The presented method is in line with a number of theoretical and empirical facts. For instance, researchers and statistical developers have long known and made use of the principle that sampling efficiency has a breakpoint at a critical sample size equal to the square root of the population size. With respect to reduced sampling efficiency when dealing with concave populations, empirical knowledge indicates that sampling for fishing effort is a less robust and more risky approach than sampling for catches and landings. However, the author has been unable to trace a practical guide summarizing such observations and providing a practical means for assessing the benefits and risks in an a priori selection of sample size.

It is also recognized that a weak element in the preparation of this paper was the lack of appropriate primary literature on aspects related to sampling efficiency. It is quite conceivable that several propositions and conclusions included in this note are already available in textbooks and technical papers. For instance, the fact that sampling efficiency has a breakpoint at a sample size equal to the square root of the population size, is known to be a mathematically proved property but, regrettably, the author was unable to trace it through the literature available to him.

Another factor that reduced considerably the amount of supporting literature was that the author, from the very beginning, aimed at deriving data collection indicators with the assumption that no sampling has taken place yet, thus excluding all a posteriori statistical techniques for assessing sampling efficiency. The closest the author came by to the use of accuracy as a means of sampling efficiency is in Cochran's textbook on Sampling Techniques (1963), where the error of estimate is expressed as the absolute value of the difference between the sample estimate and the true population mean.

With respect to the methodology used in the presented study a question may arise concerning the somewhat lengthy approach by means of which the geometrical accuracy limits have been formulated. The author is convinced that the same results would be achieved by a simpler and more elegant mathematical process and that some further research to achieve that would be of benefit to the potential users of the method. However, in the absence of a simpler solution the adopted approach is based on the following rationale:

(a) Rather than inferring population properties from samples, the method attempts to infer the behaviour of samples from population properties;

(b) Samples are not viewed as standalone cases but as parts of a progressive sampling pattern;

(c) Emphasis is on "safety in sampling" and with this view wide use is made of "pessimistic" assumptions. WOMAs are used to determine the lowest accuracy level to be used as the starting point of a boundary curve. A lower limit of the areas formed by exponential A-curves is used to construct the boundary curves A_(x).

SOURCE DATA:

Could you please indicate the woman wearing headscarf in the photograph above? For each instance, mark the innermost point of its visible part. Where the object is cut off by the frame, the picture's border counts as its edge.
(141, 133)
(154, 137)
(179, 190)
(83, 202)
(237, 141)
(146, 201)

CHALLENGES:
1. Please render the records as a Markdown table with the columns "Row" and "Line", one numbered row per line and blank lines omitted.
2. Carry the discussion of sampling efficiency further, starting right after its last sentence.
The text and the records were drawn from unrelated sources.

RESULTS FOR THE EXERCISE:
1.
| Row | Line |
|---|---|
| 1 | Could you please indicate the woman wearing headscarf in the photograph above? For each instance, mark the innermost point of its visible part. Where the object is cut off by the frame, the picture's border counts as its edge. |
| 2 | (141, 133) |
| 3 | (154, 137) |
| 4 | (179, 190) |
| 5 | (83, 202) |
| 6 | (237, 141) |
| 7 | (146, 201) |

2.
A second question would concern the reason for setting-up accuracy boundaries instead of predicting expected accuracy level at any sample size. In an earlier attempt to correlate accuracy to sample size, the author had derived an analytical model predicting the expected accuracy level at any given sample size. This was based on easily derived expected accuracy levels separately computed for concave and non concave populations.

However, construction of expected accuracy curves, though of good utility if viewed as a supplementary indicator, would tend to predict acceptable accuracy levels even below critical sample size thus making users less aware of possible shortcomings resulting from accuracy fluctuation.

As a last remark it could be said that the presented method stresses the point that in assessing sampling requirements a target population ought to be viewed as a unique case and handled with criteria and sampling practices specific to its size and properties. This means that adapting criteria and practices applicable to other populations, however effective these are known to be, would not always constitute an appropriate approach. Experience shows that statistical developers, author including, tend at times to think in terms of proportionality and assume that if a sampling proportion has proved adequate for a population of size A it would be expected to operate well also for a population of size B. The presented approach indicates that if a sampling proportion is good for a large population it would definitely not be as good for a much smaller population. Conversely, if a sampling proportion has known to be effective for a small population, a much larger population would certainly require a lower sampling proportion for achieving the same level of accuracy.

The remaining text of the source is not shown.